- _INPUT DATA_:
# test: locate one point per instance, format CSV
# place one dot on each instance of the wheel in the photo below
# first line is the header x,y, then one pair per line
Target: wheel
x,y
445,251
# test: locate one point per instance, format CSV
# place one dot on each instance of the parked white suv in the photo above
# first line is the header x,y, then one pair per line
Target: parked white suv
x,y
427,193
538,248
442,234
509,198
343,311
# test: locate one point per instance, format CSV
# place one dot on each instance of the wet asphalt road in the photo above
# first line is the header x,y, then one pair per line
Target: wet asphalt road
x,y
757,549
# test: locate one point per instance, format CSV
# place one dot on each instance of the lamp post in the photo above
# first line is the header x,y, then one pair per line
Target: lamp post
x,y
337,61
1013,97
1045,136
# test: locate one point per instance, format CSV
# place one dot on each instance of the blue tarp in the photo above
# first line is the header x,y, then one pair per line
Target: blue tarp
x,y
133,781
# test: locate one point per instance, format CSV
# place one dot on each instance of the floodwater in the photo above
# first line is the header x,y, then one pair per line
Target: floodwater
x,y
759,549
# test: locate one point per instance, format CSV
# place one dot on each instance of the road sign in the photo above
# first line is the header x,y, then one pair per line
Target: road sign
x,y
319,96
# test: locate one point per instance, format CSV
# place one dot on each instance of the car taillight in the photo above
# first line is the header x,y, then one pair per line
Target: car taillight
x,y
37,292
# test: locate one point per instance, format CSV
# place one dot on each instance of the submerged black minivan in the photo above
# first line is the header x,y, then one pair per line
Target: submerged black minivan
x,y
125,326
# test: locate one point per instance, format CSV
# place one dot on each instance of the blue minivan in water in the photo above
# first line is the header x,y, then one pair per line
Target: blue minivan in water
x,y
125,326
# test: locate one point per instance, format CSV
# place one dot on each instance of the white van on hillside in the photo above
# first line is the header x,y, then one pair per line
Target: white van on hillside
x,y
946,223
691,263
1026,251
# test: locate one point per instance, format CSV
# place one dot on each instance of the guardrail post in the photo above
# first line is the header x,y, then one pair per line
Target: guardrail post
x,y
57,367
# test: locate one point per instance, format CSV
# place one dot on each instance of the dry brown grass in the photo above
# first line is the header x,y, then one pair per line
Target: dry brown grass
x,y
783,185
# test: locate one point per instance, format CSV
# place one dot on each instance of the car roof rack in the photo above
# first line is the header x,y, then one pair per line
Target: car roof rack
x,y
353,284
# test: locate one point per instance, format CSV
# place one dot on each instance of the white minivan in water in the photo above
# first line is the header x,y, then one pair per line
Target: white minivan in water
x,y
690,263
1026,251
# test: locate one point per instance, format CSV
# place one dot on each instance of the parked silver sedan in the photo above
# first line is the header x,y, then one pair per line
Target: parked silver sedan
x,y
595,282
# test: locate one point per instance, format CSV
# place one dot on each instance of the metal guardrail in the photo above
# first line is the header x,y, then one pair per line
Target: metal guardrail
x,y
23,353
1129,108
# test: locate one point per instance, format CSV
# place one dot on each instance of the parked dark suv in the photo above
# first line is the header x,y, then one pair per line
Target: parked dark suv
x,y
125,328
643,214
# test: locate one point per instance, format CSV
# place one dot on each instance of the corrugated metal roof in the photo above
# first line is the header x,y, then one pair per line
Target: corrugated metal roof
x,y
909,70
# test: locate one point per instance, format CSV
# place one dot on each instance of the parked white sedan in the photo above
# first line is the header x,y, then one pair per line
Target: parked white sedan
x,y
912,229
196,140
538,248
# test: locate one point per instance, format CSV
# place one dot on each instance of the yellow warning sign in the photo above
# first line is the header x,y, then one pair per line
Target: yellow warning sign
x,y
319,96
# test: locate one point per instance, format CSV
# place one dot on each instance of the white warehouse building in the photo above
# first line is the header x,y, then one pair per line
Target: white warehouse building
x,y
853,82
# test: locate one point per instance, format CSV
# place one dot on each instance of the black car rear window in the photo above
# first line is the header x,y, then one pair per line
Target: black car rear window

- _TASK_: Reproduce each line of the material containing the word "rear".

- _ANSWER BELOW_:
# place one dot on each instance of the black car rear window in the photo above
Target: black car rear window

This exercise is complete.